**WHAT THIS TASK INVOLVES**
Please write out the listing below again in its exact form.
== == ==
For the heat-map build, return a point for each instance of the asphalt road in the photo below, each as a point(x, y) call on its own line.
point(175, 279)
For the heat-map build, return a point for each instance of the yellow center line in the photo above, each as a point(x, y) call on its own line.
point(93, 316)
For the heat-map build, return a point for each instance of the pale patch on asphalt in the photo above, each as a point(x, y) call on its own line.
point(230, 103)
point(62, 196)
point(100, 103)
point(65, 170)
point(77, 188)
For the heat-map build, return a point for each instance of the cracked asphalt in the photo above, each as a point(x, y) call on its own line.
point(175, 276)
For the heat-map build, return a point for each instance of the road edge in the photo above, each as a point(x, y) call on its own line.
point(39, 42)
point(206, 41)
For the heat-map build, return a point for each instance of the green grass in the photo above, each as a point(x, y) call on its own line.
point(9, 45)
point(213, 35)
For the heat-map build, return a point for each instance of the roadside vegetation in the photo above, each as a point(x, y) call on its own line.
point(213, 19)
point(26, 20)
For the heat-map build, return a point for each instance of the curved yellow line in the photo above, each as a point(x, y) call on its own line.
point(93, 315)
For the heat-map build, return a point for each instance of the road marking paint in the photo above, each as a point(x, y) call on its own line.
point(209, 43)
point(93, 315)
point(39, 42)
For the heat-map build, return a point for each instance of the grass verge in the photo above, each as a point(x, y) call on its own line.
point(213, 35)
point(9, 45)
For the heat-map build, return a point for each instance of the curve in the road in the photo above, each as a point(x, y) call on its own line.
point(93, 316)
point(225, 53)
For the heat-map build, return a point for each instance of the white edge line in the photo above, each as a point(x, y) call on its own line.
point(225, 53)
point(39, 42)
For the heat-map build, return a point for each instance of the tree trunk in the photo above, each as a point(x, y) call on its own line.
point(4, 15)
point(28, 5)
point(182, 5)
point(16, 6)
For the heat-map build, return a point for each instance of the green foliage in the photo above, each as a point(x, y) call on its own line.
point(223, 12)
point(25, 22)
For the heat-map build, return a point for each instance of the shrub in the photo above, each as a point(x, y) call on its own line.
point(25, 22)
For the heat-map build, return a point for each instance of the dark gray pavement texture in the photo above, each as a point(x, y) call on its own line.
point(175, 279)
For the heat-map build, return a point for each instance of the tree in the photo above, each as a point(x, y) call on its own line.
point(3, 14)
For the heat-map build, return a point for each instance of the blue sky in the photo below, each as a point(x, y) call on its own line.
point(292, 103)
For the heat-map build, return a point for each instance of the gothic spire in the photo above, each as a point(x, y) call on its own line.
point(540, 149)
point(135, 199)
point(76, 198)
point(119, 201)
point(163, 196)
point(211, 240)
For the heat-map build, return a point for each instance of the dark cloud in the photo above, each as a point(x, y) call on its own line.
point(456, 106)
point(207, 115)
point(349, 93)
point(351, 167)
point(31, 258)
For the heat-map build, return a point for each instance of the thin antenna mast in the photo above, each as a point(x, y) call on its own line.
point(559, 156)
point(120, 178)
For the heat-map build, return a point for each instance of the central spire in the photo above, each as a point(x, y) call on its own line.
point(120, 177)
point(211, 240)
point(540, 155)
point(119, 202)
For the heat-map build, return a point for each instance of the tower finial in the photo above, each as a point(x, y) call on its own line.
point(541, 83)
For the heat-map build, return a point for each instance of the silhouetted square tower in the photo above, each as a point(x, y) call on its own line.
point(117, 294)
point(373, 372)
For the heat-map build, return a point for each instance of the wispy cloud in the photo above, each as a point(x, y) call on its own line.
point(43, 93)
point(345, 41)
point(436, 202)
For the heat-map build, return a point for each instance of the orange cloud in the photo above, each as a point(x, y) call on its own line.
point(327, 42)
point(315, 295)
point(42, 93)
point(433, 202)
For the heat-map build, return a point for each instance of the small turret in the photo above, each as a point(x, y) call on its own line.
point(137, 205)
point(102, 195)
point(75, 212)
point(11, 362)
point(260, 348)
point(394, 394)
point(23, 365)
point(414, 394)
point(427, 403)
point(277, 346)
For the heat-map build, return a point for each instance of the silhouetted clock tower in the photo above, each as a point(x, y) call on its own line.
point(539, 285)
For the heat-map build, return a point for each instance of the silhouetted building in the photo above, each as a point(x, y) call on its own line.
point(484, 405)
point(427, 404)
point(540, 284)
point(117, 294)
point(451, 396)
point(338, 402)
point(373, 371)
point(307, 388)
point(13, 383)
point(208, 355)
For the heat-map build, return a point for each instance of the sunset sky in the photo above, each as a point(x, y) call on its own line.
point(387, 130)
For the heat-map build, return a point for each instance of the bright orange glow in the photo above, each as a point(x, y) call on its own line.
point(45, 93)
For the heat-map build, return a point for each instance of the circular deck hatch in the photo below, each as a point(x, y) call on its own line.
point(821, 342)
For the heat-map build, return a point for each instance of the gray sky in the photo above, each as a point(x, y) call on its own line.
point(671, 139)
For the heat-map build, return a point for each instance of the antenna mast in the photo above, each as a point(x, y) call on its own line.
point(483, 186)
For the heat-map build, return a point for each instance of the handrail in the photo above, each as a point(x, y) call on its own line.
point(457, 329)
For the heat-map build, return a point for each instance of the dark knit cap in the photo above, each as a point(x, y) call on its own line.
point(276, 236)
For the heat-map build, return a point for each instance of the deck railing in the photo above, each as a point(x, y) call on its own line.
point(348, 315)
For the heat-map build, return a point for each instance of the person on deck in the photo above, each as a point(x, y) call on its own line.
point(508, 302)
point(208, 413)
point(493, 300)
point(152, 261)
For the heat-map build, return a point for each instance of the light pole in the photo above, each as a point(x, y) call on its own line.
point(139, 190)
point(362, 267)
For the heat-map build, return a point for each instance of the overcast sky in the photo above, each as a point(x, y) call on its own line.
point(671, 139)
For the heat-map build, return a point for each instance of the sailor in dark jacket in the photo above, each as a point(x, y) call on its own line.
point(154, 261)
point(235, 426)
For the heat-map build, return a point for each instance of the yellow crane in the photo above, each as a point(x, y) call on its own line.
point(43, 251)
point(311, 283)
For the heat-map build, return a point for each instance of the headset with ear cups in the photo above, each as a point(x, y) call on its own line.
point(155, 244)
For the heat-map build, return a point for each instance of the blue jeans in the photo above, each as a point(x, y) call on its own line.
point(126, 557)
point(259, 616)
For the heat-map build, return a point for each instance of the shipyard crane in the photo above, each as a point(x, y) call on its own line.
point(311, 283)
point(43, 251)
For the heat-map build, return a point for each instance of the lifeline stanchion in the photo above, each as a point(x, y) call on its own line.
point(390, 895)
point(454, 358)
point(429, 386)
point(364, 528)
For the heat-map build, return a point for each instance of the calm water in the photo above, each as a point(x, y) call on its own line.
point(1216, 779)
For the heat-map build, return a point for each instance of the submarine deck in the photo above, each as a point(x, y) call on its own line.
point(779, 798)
== == ==
**RESPONSE AREA**
For the heat-map build, return a point for each instance of the asphalt road in the photo below, each as a point(x, y) call on its own line.
point(175, 279)
For the heat-map build, return a point for each instance of the yellow center line in the photo above, each as a point(x, y) call on its own line.
point(93, 316)
For the heat-map build, return a point for each instance of the pale patch on asphalt in the photo above, each as a point(x, y) call on its own line.
point(230, 103)
point(62, 196)
point(100, 103)
point(65, 170)
point(77, 188)
For the heat-map build, return a point for each instance of the cracked asphalt in the photo above, each as a point(x, y) call on its own line.
point(175, 276)
For the heat-map build, return a point for each instance of the road edge in the photo above, each as a point(x, y) call on its own line.
point(39, 42)
point(206, 41)
For the heat-map build, return a point for each instance of the green grass in the photo above, each as a point(x, y) call on its own line.
point(9, 45)
point(213, 35)
For the heat-map build, return a point for each instance of the roadside vegetation in the photo above, each as a point(x, y) call on its own line.
point(213, 19)
point(26, 20)
For the heat-map build, return a point for each instance of the curved yellow line in the photo above, each as a point(x, y) call on its own line.
point(93, 315)
For the heat-map build, return a point for each instance of the road marking paint in the photo above, each as a point(x, y) call on its own line.
point(209, 43)
point(93, 315)
point(39, 42)
For the heat-map build, return a point for each instance of the grass verge in the photo above, each as a point(x, y) call on its own line.
point(213, 35)
point(9, 45)
For the heat-map build, return a point for each instance of the curve in the road in the photo above, each as a point(x, y) call on its own line.
point(93, 316)
point(225, 53)
For the heat-map build, return a point for each instance of the white edge line in the photo above, each as a point(x, y) call on its own line.
point(225, 53)
point(39, 42)
For the heat-map build, return a point for each instance of the tree trunk in the photo above, each as a point(x, y) call on its own line.
point(4, 15)
point(28, 5)
point(182, 5)
point(16, 6)
For the heat-map build, return a point for each instance of the green foliage in the photo above, each as a point(x, y) call on its own line.
point(223, 12)
point(25, 22)
For the heat-map build, return a point for each instance of the shrub in the photo above, each as a point(x, y) call on its own line.
point(25, 22)
For the heat-map build, return a point for each instance of the dark gray pavement texture in the photo above, each as a point(x, y) call on its own line.
point(175, 279)
For the heat-map build, return a point for each instance of the tree in the photo above, each as a point(x, y) call on its own line.
point(3, 14)
For the heat-map build, return a point for each instance of the blue sky in the photo below, each as a point(x, y) call on its own line.
point(292, 103)
For the heat-map build, return a point for each instance of the gothic spire in the photo above, each as a point(x, y) call on its own line.
point(540, 149)
point(135, 199)
point(76, 198)
point(119, 201)
point(163, 196)
point(211, 240)
For the heat-map build, return a point for each instance of the dark cloud in the photo above, each as a point(x, y) call on its own line.
point(456, 106)
point(207, 115)
point(349, 93)
point(351, 167)
point(31, 258)
For the heat-map build, return a point for each instance of the thin antenna mast in the photo above, each as a point(x, y) call on its own line.
point(559, 156)
point(120, 178)
For the heat-map build, return a point for each instance of the central spire in the photo above, each as a point(x, y) call on its own line.
point(120, 177)
point(211, 240)
point(540, 155)
point(119, 202)
For the heat-map build, return a point for each instance of the tower finial in the photo above, each as a point(x, y) call on its own line.
point(541, 83)
For the heat-map build, return a point for each instance of the silhouetted square tower in the photo above, each as a point(x, y) call on its own line.
point(117, 294)
point(373, 372)
For the heat-map build, return a point for each instance of the wispy cloud in the photo above, each as a point(x, y) call on its own line.
point(43, 93)
point(345, 41)
point(436, 202)
For the heat-map build, return a point for each instance of the orange cloud in the photo above, each as a point(x, y) call on its own line.
point(327, 42)
point(315, 295)
point(42, 93)
point(433, 202)
For the heat-map build, return a point for each instance of the small turret in the photo above, each as a point(x, y) call on its own line.
point(137, 205)
point(102, 195)
point(75, 212)
point(11, 362)
point(260, 348)
point(394, 394)
point(23, 365)
point(414, 394)
point(427, 403)
point(277, 346)
For the heat-map build, return a point for each instance of the silhouetted clock tower in the photo above, each as a point(x, y) call on its own line.
point(539, 285)
For the heat-map build, return a point for each instance of the silhouetted building in the photo above, each as a point(x, y) call on its own line.
point(484, 405)
point(427, 404)
point(540, 284)
point(117, 294)
point(451, 396)
point(338, 402)
point(373, 371)
point(307, 388)
point(13, 383)
point(208, 355)
For the heat-map build, return a point for each instance of the sunset sky in the photo above, each as a point(x, y) call on its own line.
point(387, 130)
For the heat-map build, return a point for each instance of the bright orange glow in the photo above, each as a point(x, y) call on its own line.
point(45, 93)
For the heat-map build, return a point for each instance of the circular deck hatch in the photo below, each as a point(x, y) call on its own line.
point(821, 342)
For the heat-map build, return a point for each instance of the gray sky in the photo above, each as a point(x, y) call on its own line.
point(671, 139)
For the heat-map build, return a point for each instance of the antenna mast in the photo above, each as a point(x, y) call on its own line.
point(483, 186)
For the heat-map build, return a point for each instance of the handrail in the photo above, each as a point(x, y) call on its own line.
point(457, 329)
For the heat-map build, return a point for each instance of the dark knit cap in the photo above, each as a point(x, y) call on its own line.
point(276, 236)
For the heat-map build, return a point for each instance of the deck railing in the photo above, each as a point(x, y) call on its own line.
point(348, 315)
For the heat-map build, return a point for each instance of the person on deck in the photo above, each as a point(x, y) call on its own line.
point(508, 302)
point(208, 413)
point(493, 300)
point(152, 261)
For the heat-map build, return a point for each instance of the light pole in the photo above, each as a point(x, y) call on its own line.
point(139, 190)
point(362, 267)
For the heat-map build, return a point for each instance of the overcast sky in the photo above, each as a point(x, y) call on its own line.
point(671, 139)
For the heat-map build, return a point for each instance of the sailor in dark jacket in the photo above, each as a point(x, y) call on its own line.
point(154, 261)
point(235, 426)
For the heat-map build, return a point for each instance of the yellow crane in the photo above, each as a point(x, y) call on its own line.
point(43, 251)
point(311, 283)
For the heat-map build, return a point for each instance of the headset with ear cups in the photo above, each as a point(x, y) call on its own line.
point(155, 244)
For the heat-map build, return a point for each instance of the blue jeans in the photo above, each as a point(x, y) call on its own line.
point(126, 557)
point(259, 616)
For the heat-map build, return a point for each instance of the shipyard crane in the photo above, each as a point(x, y) call on its own line.
point(311, 283)
point(43, 251)
For the heat-map build, return a point for each instance of the lifeline stanchion in the photo above, each as a point(x, y) call on its own line.
point(390, 895)
point(454, 358)
point(429, 386)
point(364, 528)
For the heat-map build, return a point for each instance of the calm water in the photo above, each as a point(x, y) call on its own line.
point(1216, 779)
For the heat-map build, return a point for each instance of the submarine deck in the photo above, each as a point(x, y) call on its own line.
point(779, 798)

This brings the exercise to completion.